Objective: Update the lines below, substituting "mark" for every occurrence of "place a point on" and leaving everything else unchanged. Omit the pictures from the output.

Provided entries:
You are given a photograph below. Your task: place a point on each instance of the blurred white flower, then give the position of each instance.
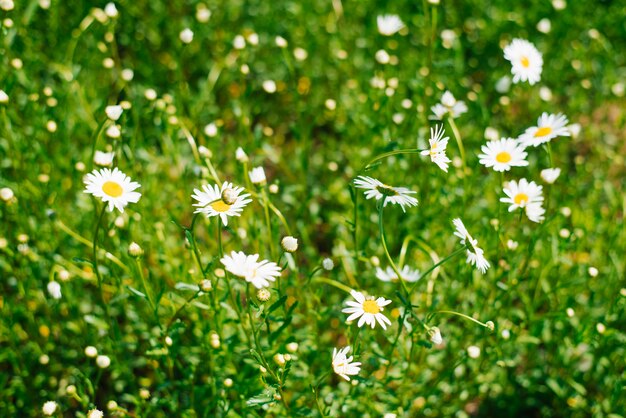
(475, 254)
(525, 195)
(367, 309)
(389, 24)
(549, 175)
(377, 190)
(549, 126)
(526, 61)
(343, 365)
(260, 274)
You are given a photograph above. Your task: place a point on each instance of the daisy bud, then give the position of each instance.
(289, 244)
(229, 196)
(257, 176)
(91, 351)
(103, 361)
(206, 285)
(144, 393)
(134, 250)
(6, 194)
(95, 413)
(110, 10)
(186, 36)
(328, 264)
(54, 289)
(114, 112)
(241, 155)
(263, 295)
(435, 335)
(49, 408)
(473, 351)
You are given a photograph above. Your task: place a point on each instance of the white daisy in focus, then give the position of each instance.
(526, 61)
(549, 175)
(475, 254)
(367, 309)
(549, 126)
(211, 201)
(389, 24)
(103, 159)
(448, 106)
(389, 275)
(343, 365)
(260, 274)
(525, 195)
(113, 187)
(503, 154)
(438, 144)
(377, 190)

Response to the exercise:
You are given a photograph below. Your task: mark each instance of the blurred white flower, then give the position of each instance.
(475, 254)
(525, 195)
(367, 309)
(389, 24)
(549, 175)
(377, 190)
(549, 126)
(526, 61)
(343, 365)
(260, 274)
You are given a photograph above. Your task: mark each instance of the daisy bud, then give the position of each instance.
(289, 244)
(229, 196)
(257, 176)
(91, 351)
(103, 361)
(206, 285)
(144, 393)
(134, 250)
(6, 194)
(95, 413)
(110, 10)
(186, 36)
(328, 264)
(54, 289)
(114, 112)
(241, 155)
(263, 295)
(435, 335)
(49, 408)
(473, 351)
You are given a photograph above. Your task: mark each instance of the white daisy in focus, then give the position of each instance.
(526, 61)
(549, 175)
(475, 254)
(367, 309)
(549, 126)
(211, 201)
(389, 24)
(103, 159)
(448, 106)
(389, 275)
(343, 365)
(260, 274)
(525, 195)
(113, 187)
(503, 154)
(438, 144)
(377, 190)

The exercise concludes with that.